_EXERCISE PASSAGE_.
↓↓↓
Inclusion and exclusion criteria

To be included in this review, a study must have been published between 1985 and May 2018, when the search was conducted. This cutoff date was chosen based on the establishment of HMBANA and its milk processing protocols. Studies were required to be peer reviewed and include the primary outcome of the effects of extended storage, either under frozen (typically −20°C) or refrigerated (typically 4°C) conditions. Only studies examining donor HM that had undergone the Holder method of pasteurization were included, whether explicitly stated or as evidenced by the processing protocol used at the milk bank from which it was acquired. HPDHM fortified with HM fortifiers were also included. Studies assessing colostrum were not included. Studies were also excluded if they did not describe the length of storage time at a given temperature or the method of pasteurization employed, if they did not report outcomes specifically for HPDHM, or if the heat sterilization process differed from the Holder method, such as high temperature–short time, ultra-high temperature, or extended shelf life.
↑↑↑
_SUPPLIED MATERIAL_.
↓↓↓
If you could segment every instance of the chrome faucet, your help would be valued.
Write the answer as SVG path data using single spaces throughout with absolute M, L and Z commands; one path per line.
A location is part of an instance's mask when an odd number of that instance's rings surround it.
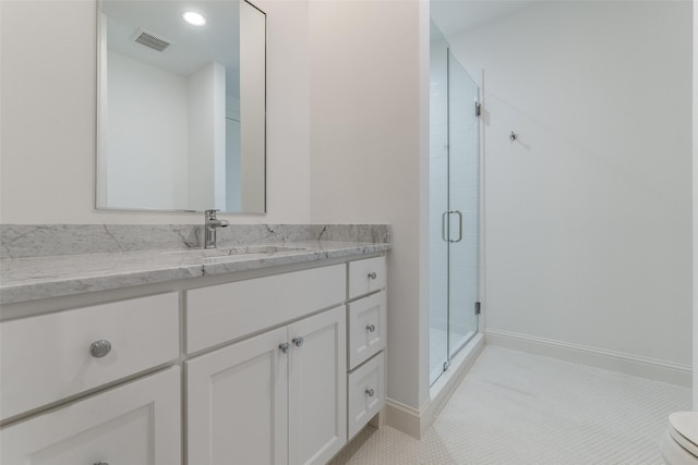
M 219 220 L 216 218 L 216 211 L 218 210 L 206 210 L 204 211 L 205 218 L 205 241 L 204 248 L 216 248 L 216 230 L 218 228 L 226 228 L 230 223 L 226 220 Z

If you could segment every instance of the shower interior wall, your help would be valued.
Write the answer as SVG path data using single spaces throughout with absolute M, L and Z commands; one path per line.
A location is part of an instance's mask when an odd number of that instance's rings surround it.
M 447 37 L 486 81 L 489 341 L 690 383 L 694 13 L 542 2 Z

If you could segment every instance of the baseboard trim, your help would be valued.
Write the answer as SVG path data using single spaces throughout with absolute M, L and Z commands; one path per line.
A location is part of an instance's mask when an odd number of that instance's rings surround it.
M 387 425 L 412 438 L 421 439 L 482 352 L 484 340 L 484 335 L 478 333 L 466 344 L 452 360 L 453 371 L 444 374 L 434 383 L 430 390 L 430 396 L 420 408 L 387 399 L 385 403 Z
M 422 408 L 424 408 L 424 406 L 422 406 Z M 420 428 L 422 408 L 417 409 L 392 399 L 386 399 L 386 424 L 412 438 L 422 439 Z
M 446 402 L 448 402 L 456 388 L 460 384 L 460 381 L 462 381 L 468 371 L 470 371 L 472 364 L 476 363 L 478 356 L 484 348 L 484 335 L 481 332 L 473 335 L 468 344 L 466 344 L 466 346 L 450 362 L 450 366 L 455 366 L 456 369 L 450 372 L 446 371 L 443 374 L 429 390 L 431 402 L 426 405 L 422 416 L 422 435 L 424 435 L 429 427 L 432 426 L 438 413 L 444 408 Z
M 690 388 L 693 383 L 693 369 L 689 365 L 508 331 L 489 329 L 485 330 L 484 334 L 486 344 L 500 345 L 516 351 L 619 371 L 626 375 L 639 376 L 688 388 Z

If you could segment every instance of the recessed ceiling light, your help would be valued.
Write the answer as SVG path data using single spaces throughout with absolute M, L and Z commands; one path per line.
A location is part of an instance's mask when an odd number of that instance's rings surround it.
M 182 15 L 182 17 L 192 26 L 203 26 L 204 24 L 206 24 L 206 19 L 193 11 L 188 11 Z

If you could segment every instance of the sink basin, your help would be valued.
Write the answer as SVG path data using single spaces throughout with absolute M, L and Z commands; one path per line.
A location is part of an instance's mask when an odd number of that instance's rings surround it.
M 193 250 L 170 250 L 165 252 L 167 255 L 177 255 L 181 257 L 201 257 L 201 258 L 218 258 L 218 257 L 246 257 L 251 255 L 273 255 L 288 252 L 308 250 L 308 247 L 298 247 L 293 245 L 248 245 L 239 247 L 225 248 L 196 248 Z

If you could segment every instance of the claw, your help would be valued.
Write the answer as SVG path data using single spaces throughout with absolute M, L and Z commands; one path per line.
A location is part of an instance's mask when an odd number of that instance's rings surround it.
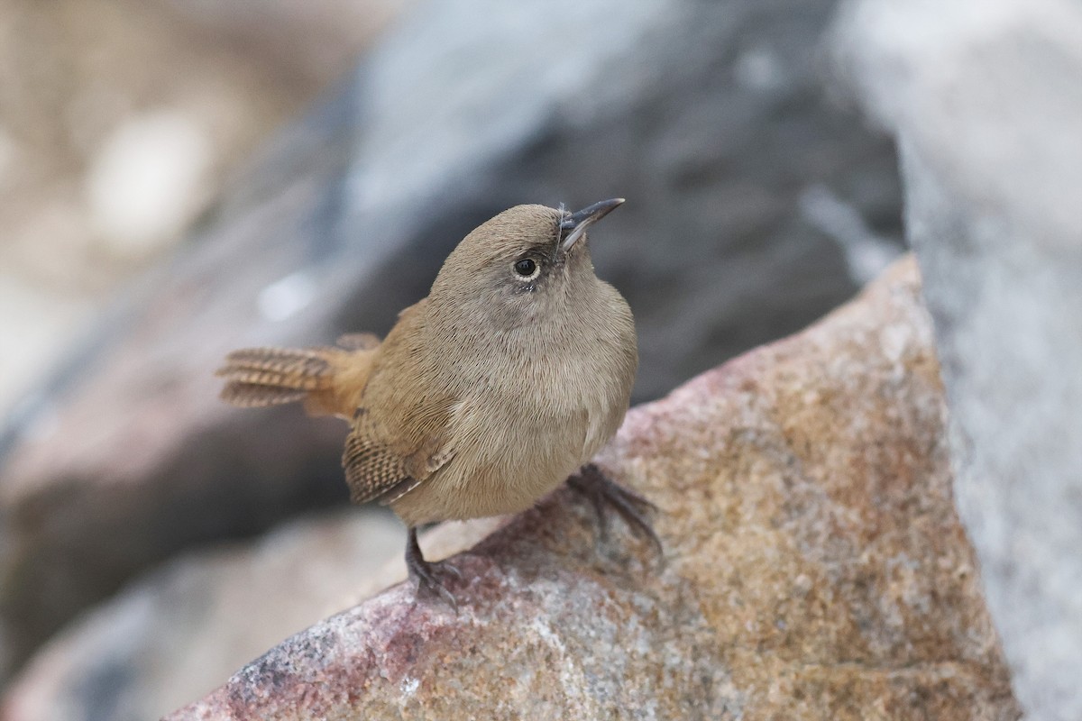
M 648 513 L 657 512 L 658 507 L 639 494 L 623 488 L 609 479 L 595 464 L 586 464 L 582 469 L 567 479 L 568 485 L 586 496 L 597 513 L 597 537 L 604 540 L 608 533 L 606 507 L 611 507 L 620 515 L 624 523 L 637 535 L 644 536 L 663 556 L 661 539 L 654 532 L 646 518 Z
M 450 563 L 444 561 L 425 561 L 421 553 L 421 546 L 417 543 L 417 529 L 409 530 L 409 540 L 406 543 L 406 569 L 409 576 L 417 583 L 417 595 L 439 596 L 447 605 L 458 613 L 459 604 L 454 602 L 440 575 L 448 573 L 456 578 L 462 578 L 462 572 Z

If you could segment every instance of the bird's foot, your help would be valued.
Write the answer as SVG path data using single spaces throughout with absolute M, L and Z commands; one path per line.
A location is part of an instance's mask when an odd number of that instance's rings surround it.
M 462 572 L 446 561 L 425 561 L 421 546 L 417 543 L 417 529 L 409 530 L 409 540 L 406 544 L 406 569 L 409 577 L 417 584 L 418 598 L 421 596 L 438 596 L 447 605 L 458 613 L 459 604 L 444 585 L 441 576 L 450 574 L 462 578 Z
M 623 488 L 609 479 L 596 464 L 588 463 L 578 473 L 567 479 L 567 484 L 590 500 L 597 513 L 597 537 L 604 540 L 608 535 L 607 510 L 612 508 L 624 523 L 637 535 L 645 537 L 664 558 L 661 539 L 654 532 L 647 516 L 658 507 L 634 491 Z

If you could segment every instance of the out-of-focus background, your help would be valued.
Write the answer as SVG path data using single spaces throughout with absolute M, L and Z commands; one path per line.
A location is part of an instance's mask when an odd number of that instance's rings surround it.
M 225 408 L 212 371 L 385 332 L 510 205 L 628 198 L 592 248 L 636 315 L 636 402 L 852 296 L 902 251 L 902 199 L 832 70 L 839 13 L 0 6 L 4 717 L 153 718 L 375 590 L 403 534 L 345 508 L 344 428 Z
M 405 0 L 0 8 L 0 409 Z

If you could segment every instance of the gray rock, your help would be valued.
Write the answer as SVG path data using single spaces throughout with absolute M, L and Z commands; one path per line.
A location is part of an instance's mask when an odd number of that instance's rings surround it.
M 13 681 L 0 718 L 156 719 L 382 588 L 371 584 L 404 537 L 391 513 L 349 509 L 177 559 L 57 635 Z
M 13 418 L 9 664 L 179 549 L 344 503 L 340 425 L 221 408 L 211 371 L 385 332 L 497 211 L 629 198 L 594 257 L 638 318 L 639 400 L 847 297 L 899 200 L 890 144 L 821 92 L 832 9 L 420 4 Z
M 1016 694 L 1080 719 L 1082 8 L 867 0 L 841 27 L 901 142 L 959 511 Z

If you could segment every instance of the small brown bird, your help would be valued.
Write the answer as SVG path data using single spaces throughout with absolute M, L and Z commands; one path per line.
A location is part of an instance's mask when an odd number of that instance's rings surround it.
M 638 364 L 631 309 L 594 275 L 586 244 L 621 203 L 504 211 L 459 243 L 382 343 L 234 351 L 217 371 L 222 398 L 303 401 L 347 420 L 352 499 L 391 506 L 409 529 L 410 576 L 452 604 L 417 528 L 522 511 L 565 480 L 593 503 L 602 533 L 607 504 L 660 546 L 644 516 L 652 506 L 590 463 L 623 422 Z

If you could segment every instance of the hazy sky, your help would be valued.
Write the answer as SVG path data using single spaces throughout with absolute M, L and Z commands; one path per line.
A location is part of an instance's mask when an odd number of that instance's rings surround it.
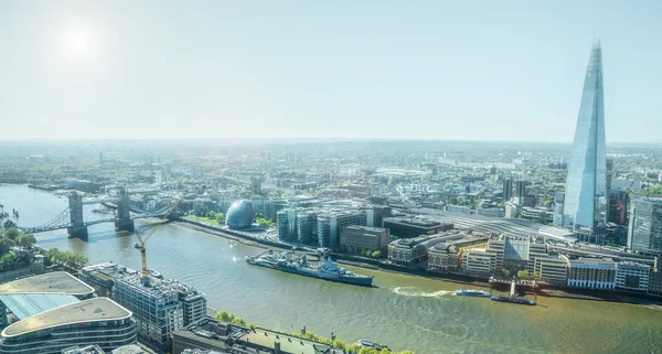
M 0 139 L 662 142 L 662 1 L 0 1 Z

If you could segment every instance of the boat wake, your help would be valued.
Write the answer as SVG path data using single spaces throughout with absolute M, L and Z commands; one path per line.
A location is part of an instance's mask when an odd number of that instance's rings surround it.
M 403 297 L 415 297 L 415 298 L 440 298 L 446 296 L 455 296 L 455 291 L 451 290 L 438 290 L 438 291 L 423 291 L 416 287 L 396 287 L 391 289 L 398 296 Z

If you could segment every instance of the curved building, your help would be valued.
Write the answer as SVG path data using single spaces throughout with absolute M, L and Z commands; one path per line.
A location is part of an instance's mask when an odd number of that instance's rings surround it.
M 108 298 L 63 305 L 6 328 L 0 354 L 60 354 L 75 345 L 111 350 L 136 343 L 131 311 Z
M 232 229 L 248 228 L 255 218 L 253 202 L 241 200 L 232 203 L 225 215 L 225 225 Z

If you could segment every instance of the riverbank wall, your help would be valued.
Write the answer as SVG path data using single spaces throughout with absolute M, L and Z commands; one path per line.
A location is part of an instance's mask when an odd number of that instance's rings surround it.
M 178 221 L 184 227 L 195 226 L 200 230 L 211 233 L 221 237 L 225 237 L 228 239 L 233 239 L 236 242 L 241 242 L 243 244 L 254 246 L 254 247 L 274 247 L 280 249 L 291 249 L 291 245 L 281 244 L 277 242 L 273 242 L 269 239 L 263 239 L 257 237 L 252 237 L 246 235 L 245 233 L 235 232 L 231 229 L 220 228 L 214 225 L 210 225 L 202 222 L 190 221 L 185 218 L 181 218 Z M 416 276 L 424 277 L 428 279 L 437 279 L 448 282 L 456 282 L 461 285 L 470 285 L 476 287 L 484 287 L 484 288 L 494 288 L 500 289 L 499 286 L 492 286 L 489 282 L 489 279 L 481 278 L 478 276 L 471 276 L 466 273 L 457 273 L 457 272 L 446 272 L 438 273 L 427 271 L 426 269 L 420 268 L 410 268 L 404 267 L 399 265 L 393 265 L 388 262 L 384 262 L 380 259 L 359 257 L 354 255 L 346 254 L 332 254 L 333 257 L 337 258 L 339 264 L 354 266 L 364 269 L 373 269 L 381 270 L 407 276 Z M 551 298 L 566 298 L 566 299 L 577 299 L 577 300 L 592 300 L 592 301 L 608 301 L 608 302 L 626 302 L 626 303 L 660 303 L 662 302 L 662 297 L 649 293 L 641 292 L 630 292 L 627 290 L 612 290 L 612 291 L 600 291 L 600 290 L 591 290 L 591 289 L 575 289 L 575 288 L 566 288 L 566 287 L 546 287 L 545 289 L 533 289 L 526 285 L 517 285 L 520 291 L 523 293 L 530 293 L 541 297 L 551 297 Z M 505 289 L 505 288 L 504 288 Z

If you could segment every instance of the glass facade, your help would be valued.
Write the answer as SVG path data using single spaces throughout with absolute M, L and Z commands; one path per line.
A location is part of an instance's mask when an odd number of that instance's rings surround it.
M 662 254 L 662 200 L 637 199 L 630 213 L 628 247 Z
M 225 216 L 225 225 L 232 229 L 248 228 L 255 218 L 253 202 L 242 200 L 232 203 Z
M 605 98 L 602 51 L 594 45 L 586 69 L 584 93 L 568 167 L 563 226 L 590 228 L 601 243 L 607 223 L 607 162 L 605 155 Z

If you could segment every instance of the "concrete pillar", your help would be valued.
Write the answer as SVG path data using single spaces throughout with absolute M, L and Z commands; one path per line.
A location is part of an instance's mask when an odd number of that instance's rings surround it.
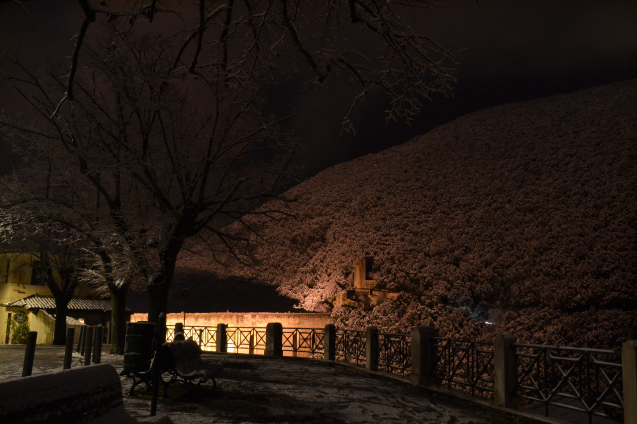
↑↑↑
_ABOUT THIS EXERCISE_.
Carry on the passage on inclusion and exclusion criteria for the donor milk storage review, starting right after its final sentence.

_RESPONSE AREA_.
Data extraction

The following information was extracted for each study: author; year; title; type of milk; sample size; fortification status; storage temperature; storage duration; outcomes measured; and findings. Two researchers independently reviewed all studies for inclusion/exclusion criteria and results, and differences were resolved through discussion.

Results

Initially, 19 studies that included HPDHM were identified. Three (16%) did not describe the length of storage time,^20–22 one (5%) did not report outcomes specifically for HPDHM,²³ and one (5%) was not peer reviewed,²⁴ leaving a final total of 14 studies included in this review (Table 1).

Table 1.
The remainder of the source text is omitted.